▶ **Задание 1**:
Ответьте на вопросы по фрагменту текста:
(а) Когда скончалась Ольга Бешенковская?
(б) Как называется книга, вышедшая в августе и посвящённая её памяти?
(в) В каком городе проходил Третий Международный поэтический турнир?

▶ **Фрагмент текста**:
========================================
4 сентября 2006 года скончалась Ольга Бешенковская – большой самобытный русский поэт. Отношение к личности и её творчеству определяется тем интересом, который не угасает и после физической смерти. У Ольги Юрьевны и по сей день тысячи читателей и почитателей.  В августе этого года увидела свет книга, посвящённая памяти Ольги Бешенковской, «И надломиться над строкой». В неё вошли не только подборки стихов поэта из многочисленных её книг, но и отзывы читателей страничек О. Бешенковской на сайтах «Стихи.ру», «Проза.ру», поэтические посвящения, отрывки из эссе, воспоминаний, литературных исследований её творчества.
Алексей Кузнецов


Поэт – что малое дитя

Середина марта 2003-го. Дюссельдорф. Третий Международный поэтический турнир. В задании строчка Бориса Чичибабина: «Поэт – что малое дитя». Президент турнира – писатель Раф Айзенштадт. Во главе жюри – поэт Ольга Бешенковская. Я приехал в Германию меньше года назад и вскоре обнаружил в русскоязычной среде бурную литературную и каэспэшную жизнь с нешуточными разборками и выяснениями отношений. Разборки мне никогда не были интересны, другое дело – концерты, фестивали, турниры…  Об Ольге Бешенковской знаю – известный литератор, большой поэт. По окончании подхожу к ней, не без робости вручаю (мол, буду рад, если взглянете) тощую книжицу своих стихов. Через пару дней звонит Ольга. Книжка прочитана, о стихах очень тёплый отзыв. По-детски радуюсь: поэт – что малое дитя...
========================================
▶ **Приведённые данные**:
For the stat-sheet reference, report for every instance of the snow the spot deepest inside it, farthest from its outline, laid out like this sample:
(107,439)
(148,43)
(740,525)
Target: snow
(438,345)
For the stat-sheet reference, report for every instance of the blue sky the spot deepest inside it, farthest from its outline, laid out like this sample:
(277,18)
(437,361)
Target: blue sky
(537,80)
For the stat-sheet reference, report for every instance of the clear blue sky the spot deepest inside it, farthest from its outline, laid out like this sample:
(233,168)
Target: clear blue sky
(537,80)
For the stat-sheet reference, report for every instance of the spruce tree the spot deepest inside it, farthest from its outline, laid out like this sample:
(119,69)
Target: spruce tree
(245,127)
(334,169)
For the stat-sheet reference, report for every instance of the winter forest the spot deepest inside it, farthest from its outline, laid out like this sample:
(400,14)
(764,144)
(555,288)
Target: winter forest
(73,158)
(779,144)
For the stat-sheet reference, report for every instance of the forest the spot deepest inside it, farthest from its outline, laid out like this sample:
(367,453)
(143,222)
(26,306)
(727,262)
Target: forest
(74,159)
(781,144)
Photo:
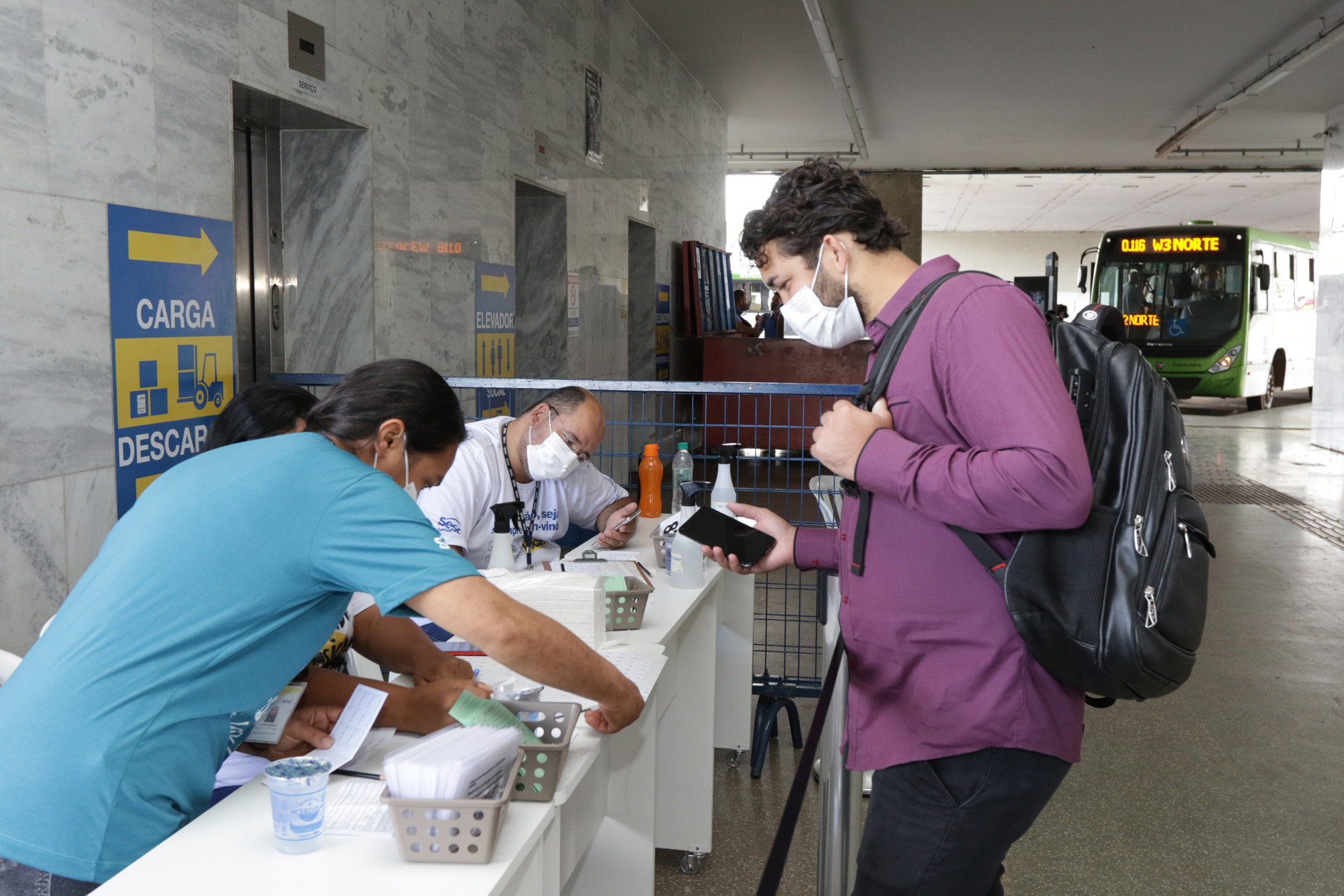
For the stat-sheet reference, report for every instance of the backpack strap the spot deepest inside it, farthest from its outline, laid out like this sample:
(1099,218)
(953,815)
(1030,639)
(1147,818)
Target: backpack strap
(876,387)
(773,872)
========================================
▶ **Задание 2**: Превратите в нумерованный список строки данных: всё от строки, содержащей "of the winter", и вниз до последней строки данных включительно. Пустые строки пропустите, изображения в ответ не включайте.

▶ **Ответ 1**:
(а) 4 сентября 2006 года.
(б) «И надломиться над строкой».
(в) В Дюссельдорфе.

▶ **Ответ 2**:
1. For the stat-sheet reference, report for every instance of the winter forest the spot deepest inside it, farthest from its outline, laid out like this sample:
2. (400,14)
3. (764,144)
4. (555,288)
5. Target: winter forest
6. (73,158)
7. (779,144)
8. For the stat-sheet reference, report for every instance of the forest the spot deepest inside it, farthest from its outline, laid out like this sample:
9. (367,453)
10. (143,222)
11. (26,306)
12. (727,262)
13. Target: forest
14. (74,159)
15. (781,144)
16. Photo:
17. For the stat-sheet reference, report for every instance of the backpack strap the spot deepest inside it, farthest from its outline, laid out like this sample:
18. (1099,218)
19. (953,815)
20. (1030,639)
21. (1147,818)
22. Target: backpack strap
23. (876,387)
24. (773,872)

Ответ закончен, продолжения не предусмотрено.